# INFORMATION GIVEN
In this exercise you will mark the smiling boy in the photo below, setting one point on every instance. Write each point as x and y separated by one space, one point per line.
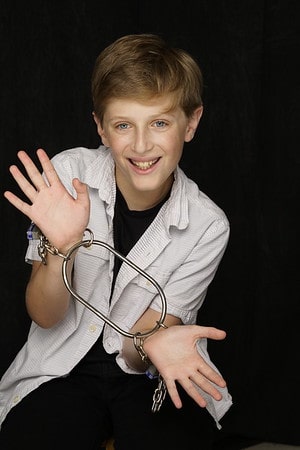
77 380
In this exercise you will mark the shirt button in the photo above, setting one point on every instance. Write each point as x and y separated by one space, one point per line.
16 399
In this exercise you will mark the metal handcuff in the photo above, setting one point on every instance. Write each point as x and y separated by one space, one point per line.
139 337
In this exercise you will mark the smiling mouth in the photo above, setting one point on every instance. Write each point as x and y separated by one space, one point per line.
144 165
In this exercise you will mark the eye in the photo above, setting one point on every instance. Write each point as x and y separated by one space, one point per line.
122 126
160 124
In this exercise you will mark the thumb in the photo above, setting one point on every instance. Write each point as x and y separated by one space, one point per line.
211 333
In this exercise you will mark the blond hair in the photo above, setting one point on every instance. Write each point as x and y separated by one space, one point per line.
143 66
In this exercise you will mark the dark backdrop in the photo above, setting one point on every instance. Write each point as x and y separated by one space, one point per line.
244 157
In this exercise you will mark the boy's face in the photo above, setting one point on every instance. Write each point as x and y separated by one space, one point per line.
146 140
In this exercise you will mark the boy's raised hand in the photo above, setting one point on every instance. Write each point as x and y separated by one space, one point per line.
61 217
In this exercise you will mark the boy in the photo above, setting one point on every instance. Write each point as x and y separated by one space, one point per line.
77 381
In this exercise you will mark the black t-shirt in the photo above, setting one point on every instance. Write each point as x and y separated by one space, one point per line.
129 225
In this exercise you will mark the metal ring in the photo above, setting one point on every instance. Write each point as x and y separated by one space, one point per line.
88 243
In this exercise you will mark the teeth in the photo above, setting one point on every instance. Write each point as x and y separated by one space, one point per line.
144 165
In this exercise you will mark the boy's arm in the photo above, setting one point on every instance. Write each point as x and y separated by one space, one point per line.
174 353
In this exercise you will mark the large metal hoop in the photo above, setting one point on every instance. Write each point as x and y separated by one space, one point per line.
88 243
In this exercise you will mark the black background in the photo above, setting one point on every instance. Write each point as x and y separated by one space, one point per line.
244 156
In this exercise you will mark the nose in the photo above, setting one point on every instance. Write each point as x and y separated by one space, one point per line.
141 141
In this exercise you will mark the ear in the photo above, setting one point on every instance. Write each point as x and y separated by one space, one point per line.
100 130
193 123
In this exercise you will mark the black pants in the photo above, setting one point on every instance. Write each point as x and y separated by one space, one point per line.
79 412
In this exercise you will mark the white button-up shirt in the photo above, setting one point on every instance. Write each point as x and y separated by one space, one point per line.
181 250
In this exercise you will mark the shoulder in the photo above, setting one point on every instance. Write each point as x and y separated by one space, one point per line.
200 208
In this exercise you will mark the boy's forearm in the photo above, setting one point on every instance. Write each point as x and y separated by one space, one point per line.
47 298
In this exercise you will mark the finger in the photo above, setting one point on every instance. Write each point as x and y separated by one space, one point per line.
47 166
191 390
210 333
23 183
18 203
207 372
206 386
32 171
173 393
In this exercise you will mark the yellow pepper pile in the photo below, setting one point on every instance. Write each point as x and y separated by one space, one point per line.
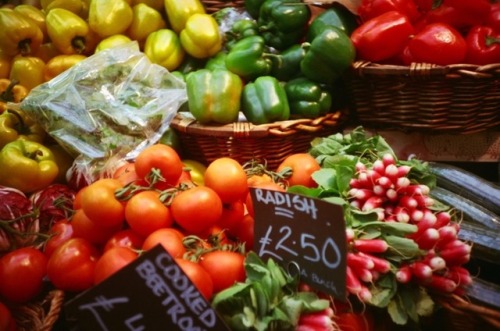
38 43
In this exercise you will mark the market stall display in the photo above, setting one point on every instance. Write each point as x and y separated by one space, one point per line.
141 140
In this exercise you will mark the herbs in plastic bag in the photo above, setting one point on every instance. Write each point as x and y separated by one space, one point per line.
110 105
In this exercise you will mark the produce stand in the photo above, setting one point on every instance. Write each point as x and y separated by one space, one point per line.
249 165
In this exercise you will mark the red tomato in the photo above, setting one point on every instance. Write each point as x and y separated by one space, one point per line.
228 178
21 273
196 209
245 232
169 238
83 227
100 204
125 238
146 213
7 322
163 158
438 43
303 165
71 267
224 267
111 261
198 276
232 215
60 232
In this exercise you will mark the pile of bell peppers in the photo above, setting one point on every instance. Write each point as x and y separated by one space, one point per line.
282 63
427 31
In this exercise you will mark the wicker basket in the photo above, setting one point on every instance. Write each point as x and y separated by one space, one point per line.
457 99
39 315
244 141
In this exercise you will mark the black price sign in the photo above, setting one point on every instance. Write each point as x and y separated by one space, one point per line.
152 293
308 233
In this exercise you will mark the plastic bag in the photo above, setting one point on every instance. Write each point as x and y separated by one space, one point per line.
111 105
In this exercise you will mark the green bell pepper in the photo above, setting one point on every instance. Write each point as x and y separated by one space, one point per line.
217 62
27 166
247 58
214 95
307 99
337 15
330 54
286 65
240 29
283 23
265 101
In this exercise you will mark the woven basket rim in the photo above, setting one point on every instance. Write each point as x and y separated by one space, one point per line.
426 70
187 124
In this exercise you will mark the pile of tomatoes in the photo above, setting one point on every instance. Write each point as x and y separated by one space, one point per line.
206 225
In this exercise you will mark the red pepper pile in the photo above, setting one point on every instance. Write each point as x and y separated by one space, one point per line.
428 31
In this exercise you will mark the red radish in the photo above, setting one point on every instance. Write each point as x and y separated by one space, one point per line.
442 284
355 260
421 270
353 284
403 275
427 239
370 245
372 203
388 159
379 264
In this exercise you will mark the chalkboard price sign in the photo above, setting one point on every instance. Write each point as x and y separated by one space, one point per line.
304 235
151 293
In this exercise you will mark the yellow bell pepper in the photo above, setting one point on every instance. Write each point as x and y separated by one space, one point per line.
145 21
11 91
46 52
155 4
163 47
59 64
18 34
4 65
201 37
28 71
178 12
107 17
74 6
112 41
67 31
35 14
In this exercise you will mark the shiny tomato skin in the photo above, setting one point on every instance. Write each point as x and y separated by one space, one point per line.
198 276
303 165
71 267
161 157
112 261
196 209
21 274
60 232
224 267
228 178
7 322
100 204
146 213
169 238
125 238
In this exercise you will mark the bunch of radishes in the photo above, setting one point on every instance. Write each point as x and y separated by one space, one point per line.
386 189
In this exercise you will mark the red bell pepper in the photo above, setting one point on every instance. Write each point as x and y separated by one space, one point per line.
382 37
493 19
483 45
438 43
369 9
460 14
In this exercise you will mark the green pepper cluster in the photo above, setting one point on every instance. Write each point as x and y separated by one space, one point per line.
277 63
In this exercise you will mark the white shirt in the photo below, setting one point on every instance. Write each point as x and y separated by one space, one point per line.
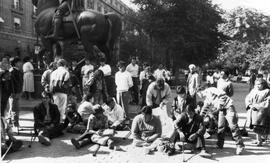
159 74
133 70
106 69
123 81
85 109
116 115
28 67
86 68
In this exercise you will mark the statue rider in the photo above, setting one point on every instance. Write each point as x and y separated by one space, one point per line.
59 14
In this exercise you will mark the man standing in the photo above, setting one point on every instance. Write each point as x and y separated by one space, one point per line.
47 117
107 71
224 83
133 69
192 83
158 93
59 86
16 90
226 112
123 82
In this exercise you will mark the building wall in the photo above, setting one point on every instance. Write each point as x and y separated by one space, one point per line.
17 41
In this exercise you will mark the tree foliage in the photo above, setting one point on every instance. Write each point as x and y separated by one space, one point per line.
248 31
187 29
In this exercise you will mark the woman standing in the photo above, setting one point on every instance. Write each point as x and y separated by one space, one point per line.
258 117
97 86
28 78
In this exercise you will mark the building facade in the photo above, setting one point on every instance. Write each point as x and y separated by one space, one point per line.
17 33
17 21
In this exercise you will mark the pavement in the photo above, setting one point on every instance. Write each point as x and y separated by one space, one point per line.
62 151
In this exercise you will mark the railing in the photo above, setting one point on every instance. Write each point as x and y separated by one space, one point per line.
17 7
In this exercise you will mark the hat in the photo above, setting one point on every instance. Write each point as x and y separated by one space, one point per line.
97 109
191 66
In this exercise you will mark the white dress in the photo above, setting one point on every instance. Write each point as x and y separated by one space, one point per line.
28 77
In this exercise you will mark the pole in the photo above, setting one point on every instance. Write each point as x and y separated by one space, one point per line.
74 23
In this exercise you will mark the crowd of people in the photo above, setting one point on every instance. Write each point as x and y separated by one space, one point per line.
95 103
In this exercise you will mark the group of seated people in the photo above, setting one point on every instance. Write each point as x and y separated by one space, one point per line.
98 123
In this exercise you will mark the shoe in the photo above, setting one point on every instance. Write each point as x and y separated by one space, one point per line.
111 145
239 150
219 147
203 153
259 143
44 140
75 143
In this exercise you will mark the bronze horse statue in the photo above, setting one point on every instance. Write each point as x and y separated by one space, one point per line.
95 29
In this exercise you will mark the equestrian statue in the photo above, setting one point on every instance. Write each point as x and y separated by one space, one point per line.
65 20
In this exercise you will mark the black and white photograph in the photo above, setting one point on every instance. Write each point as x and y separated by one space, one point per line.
135 81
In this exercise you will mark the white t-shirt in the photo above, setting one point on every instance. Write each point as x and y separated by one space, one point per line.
86 69
123 81
133 70
85 110
106 69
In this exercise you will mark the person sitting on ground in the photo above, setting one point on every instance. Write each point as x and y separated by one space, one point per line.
85 109
11 142
180 102
47 120
189 127
226 112
97 131
115 114
158 93
73 122
145 128
257 104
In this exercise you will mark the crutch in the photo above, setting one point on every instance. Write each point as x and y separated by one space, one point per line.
96 150
7 151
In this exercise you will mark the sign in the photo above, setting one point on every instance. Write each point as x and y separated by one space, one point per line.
37 49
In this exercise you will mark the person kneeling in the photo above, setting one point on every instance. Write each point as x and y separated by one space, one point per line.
190 128
97 130
47 120
115 114
145 128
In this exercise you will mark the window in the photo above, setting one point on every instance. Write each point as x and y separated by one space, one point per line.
90 4
17 4
99 7
34 10
17 23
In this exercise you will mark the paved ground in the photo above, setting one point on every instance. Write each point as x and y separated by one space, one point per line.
61 149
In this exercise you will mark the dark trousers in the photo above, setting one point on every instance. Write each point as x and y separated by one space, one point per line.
229 116
135 90
51 132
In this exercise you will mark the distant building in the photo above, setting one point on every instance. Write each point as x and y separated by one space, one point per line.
17 34
17 21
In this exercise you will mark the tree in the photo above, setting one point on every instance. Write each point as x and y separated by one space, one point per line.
187 29
248 33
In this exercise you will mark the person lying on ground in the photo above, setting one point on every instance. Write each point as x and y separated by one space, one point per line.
47 120
226 113
189 127
96 132
115 114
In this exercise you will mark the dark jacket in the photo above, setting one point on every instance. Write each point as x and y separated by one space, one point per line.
40 113
189 128
16 80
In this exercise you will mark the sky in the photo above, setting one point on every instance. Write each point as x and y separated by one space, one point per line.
260 5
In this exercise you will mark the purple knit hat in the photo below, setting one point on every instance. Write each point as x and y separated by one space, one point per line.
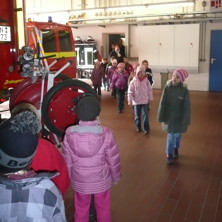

# TASK
Reproduce the part of the material above that opens with the line containing "In this exercise you will mark the tree in" and runs through the end of the material, requests included, shifting every x and y coordinate in the answers by adding 21. Omit the pictures from your output.

# THE SOLUTION
In this exercise you will mark the tree in the photo above, setting one point on every instance. Write each point as x and y separated by one space, one point per line.
208 50
269 54
In this exercise you will mark the person lying on ground in the photo above, setting one point on every instance. Write each point as x and y separated by one space, one point per line.
68 141
247 134
210 148
117 153
136 135
In this exercise you will mark the dark jacket in the photo above, setting one point on every instance. Write each point as x and y separated by one space, one point per line.
61 134
210 149
37 101
In this exercise you will mark the sky in the photo above, setting one point on every instance. Write each point as x and y separated by one space, one point per line.
281 26
In this exercise you will mark the purple knit hat in the photo below, setting one point on every instance. Write each point as x and y separated by one space, one point per line.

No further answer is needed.